* START Input records *

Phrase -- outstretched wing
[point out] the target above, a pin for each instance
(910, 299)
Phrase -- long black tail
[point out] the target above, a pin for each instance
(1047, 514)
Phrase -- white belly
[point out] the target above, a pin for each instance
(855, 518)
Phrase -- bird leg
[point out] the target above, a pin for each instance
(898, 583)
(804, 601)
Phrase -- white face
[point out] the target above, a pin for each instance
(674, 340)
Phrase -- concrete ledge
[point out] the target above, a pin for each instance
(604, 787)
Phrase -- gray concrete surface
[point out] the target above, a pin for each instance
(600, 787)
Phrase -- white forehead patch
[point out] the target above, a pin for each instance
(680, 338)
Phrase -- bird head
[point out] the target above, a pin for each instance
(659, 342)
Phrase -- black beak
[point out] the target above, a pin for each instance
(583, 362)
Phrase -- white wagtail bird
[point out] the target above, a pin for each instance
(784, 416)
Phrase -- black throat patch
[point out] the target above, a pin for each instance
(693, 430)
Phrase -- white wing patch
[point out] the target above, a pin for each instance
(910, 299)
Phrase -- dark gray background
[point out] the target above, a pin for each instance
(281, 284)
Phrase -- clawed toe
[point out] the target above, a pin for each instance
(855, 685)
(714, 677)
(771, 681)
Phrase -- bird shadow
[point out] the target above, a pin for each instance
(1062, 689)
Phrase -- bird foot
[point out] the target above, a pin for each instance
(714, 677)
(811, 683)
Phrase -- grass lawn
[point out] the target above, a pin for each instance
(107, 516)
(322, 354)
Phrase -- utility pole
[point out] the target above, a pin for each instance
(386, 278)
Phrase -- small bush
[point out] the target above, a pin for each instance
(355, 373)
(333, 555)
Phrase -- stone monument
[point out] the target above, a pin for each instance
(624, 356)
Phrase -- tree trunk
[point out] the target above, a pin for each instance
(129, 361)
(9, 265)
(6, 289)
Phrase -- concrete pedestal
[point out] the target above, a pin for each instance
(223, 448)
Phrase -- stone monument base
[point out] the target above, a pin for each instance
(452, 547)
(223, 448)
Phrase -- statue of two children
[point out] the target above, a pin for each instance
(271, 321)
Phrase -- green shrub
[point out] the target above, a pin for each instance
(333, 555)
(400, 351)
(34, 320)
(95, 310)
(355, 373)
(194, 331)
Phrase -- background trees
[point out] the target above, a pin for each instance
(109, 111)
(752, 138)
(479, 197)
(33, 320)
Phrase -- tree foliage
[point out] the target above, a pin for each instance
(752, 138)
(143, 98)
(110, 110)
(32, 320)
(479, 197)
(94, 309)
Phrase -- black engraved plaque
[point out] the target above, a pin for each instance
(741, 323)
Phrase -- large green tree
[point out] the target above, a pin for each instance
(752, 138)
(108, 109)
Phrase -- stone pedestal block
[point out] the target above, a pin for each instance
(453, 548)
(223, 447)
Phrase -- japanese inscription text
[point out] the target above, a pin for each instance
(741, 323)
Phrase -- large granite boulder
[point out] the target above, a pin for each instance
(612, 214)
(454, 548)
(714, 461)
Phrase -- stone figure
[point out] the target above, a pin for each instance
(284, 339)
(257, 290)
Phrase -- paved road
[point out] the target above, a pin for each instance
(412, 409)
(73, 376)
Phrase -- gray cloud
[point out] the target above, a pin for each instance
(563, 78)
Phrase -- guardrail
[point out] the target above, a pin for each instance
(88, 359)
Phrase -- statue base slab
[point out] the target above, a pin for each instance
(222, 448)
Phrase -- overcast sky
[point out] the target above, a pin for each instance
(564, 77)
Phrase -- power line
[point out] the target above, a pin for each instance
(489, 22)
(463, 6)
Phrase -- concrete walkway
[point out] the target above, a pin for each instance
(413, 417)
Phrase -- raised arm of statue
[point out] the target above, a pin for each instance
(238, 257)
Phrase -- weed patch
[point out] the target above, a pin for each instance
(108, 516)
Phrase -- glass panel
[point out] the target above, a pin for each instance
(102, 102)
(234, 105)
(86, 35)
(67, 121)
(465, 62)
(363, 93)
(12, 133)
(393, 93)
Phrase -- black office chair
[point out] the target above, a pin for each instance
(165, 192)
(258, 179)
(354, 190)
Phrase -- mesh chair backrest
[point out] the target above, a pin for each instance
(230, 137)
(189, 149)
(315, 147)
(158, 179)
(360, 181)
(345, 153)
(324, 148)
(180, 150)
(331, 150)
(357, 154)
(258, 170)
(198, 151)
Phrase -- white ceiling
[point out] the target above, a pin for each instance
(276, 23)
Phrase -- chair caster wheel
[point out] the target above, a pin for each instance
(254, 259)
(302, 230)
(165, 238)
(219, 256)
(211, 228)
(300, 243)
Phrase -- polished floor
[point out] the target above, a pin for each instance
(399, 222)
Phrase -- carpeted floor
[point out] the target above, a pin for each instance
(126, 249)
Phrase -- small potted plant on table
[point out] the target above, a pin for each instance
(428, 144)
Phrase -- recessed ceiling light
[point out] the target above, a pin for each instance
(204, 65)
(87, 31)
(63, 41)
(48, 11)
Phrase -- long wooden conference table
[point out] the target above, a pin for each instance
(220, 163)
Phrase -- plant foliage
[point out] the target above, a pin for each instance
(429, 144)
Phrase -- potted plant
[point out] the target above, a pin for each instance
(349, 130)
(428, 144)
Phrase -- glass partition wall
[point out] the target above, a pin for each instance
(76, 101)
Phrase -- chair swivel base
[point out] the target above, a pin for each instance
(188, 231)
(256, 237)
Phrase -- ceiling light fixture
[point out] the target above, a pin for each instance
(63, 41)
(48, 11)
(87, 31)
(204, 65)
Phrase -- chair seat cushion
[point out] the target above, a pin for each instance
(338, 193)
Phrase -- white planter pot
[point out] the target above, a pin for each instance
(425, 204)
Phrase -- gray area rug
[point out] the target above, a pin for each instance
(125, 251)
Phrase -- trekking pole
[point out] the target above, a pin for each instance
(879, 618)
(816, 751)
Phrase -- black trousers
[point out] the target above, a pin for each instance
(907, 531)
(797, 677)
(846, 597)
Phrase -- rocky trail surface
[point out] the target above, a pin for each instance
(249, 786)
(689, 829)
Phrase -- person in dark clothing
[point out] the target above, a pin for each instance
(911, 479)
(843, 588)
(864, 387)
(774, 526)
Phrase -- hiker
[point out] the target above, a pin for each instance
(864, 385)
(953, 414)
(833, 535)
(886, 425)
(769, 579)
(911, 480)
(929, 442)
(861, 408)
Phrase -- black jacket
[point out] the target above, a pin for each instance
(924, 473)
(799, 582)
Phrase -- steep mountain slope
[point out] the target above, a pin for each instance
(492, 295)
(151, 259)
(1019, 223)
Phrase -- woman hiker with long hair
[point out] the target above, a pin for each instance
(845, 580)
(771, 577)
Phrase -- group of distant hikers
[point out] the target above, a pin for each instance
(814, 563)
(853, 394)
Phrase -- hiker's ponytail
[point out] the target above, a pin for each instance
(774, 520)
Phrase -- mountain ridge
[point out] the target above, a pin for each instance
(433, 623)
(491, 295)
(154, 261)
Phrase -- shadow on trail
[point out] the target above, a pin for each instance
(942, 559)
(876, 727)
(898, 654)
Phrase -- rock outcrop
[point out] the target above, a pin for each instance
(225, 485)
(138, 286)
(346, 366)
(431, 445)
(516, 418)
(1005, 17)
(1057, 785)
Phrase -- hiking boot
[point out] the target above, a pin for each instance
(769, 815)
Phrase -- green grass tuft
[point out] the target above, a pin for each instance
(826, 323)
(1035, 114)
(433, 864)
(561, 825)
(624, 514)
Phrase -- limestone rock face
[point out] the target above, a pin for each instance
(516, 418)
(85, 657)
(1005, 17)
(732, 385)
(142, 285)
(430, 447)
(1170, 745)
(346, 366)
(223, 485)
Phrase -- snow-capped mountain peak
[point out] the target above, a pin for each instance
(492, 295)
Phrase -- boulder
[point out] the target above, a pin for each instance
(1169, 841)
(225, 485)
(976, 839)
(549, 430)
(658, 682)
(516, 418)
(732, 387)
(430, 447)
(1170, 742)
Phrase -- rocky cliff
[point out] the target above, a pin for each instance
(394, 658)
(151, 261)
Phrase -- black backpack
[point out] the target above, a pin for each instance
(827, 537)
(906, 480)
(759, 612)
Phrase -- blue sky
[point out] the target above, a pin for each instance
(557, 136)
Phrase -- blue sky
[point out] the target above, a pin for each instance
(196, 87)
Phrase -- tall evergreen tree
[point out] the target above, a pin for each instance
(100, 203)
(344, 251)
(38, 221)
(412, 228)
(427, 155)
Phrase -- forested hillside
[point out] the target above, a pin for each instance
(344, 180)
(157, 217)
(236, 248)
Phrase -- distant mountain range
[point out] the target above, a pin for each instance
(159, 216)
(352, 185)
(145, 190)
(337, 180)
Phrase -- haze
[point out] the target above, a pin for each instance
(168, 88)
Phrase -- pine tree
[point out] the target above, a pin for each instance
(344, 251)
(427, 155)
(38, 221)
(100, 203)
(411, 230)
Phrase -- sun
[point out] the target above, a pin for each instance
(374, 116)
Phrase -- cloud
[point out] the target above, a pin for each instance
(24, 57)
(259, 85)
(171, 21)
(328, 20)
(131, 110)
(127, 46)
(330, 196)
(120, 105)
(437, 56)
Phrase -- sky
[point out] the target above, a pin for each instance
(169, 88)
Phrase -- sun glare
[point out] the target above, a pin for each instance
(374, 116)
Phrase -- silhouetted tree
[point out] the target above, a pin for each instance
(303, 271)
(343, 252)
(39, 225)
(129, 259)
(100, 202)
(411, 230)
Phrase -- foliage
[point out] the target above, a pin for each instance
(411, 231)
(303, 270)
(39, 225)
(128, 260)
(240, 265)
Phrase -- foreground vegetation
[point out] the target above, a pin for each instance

* END Input records *

## What is required
Copy out exactly the lines from the line with "Phrase -- distant mountain range" to the end of the listing, including both of those lines, and give nothing else.

## The response
Phrase -- distant mountain range
[point out] the target above, a pin for each instance
(159, 216)
(352, 185)
(145, 190)
(337, 180)
Phrase -- haze
[point out] the target above, a pin for each instance
(168, 88)
Phrase -- pine tree
[point out] the target above, a pin for each instance
(344, 251)
(427, 155)
(38, 221)
(100, 203)
(411, 230)
Phrase -- sun
[point out] the target above, a pin for each instance
(374, 116)
Phrase -- cloud
[point out] the target above, a pin for each instance
(24, 57)
(259, 85)
(171, 21)
(328, 20)
(131, 110)
(127, 46)
(330, 196)
(120, 105)
(437, 56)
Phrase -- sky
[point out] the target above, a pin for each instance
(169, 88)
Phrase -- sun glare
[point out] the target above, a pin for each instance
(374, 116)
Phrase -- silhouetted tree
[point out] the target above, a pin for each instance
(303, 271)
(343, 252)
(39, 225)
(129, 259)
(100, 202)
(411, 230)
Phrase -- foliage
[point out] the target above, a pin for each instance
(411, 231)
(303, 270)
(39, 225)
(128, 260)
(240, 265)
Phrase -- foreground vegetation
[point out] the target above, a pin for each instance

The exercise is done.